**Task goal**
Output the lines below exactly, please, from the first line until the line with "target | green hedge", counting both.

**Supplied material**
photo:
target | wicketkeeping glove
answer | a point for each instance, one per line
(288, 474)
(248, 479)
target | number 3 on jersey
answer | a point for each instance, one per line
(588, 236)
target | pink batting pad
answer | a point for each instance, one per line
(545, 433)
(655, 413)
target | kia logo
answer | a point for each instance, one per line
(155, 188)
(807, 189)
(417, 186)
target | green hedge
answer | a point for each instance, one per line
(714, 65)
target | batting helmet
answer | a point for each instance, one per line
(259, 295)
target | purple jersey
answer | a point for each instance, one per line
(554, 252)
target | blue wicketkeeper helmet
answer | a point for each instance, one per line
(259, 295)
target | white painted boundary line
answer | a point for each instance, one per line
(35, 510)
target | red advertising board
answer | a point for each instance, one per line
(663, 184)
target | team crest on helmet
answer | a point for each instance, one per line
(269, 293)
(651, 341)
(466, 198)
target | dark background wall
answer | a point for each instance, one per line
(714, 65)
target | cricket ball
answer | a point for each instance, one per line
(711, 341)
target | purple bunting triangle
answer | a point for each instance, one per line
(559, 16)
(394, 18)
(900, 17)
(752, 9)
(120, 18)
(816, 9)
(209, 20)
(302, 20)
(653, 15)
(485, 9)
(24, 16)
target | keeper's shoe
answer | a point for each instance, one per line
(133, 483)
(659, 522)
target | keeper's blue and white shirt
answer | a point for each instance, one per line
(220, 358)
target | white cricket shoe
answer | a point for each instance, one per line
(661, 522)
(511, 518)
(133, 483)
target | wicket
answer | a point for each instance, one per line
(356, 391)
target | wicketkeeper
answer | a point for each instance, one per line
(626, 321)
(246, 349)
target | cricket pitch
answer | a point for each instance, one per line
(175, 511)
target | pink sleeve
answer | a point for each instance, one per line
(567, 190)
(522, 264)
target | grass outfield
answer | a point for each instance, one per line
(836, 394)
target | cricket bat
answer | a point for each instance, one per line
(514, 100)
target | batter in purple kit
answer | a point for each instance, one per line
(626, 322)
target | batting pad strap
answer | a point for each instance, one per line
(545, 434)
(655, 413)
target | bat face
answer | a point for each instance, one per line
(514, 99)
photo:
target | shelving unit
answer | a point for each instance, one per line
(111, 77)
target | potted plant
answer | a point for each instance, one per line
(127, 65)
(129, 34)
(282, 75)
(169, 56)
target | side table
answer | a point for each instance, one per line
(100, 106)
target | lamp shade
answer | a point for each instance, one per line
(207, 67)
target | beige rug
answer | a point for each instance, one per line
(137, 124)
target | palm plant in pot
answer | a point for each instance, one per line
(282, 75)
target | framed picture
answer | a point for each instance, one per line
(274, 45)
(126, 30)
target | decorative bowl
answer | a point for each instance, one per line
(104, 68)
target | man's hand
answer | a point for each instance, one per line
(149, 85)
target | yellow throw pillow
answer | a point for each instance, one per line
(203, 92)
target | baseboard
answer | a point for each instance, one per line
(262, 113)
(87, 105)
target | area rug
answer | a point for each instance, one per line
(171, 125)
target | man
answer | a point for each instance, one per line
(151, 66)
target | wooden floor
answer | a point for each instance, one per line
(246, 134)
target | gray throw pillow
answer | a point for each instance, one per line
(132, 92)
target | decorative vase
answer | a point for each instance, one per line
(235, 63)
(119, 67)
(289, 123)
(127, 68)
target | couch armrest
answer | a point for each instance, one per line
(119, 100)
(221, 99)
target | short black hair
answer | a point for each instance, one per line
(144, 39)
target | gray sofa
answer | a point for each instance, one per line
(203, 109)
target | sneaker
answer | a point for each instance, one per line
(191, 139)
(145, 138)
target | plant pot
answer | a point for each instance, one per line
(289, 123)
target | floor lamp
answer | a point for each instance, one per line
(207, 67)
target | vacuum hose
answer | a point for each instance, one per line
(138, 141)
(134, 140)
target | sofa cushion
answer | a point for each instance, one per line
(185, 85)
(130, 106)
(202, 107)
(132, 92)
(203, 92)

**Output**
photo:
target | wicketkeeping glove
answer | a point for each instance, one per line
(288, 474)
(248, 479)
target | number 3 on jersey
answer | a point for each instance, one per line
(588, 236)
target | pink batting pad
answer | a point for each instance, one per line
(545, 433)
(655, 413)
target | kia logo
answer | a point for each instance, one per line
(155, 188)
(807, 189)
(417, 186)
target | green hedge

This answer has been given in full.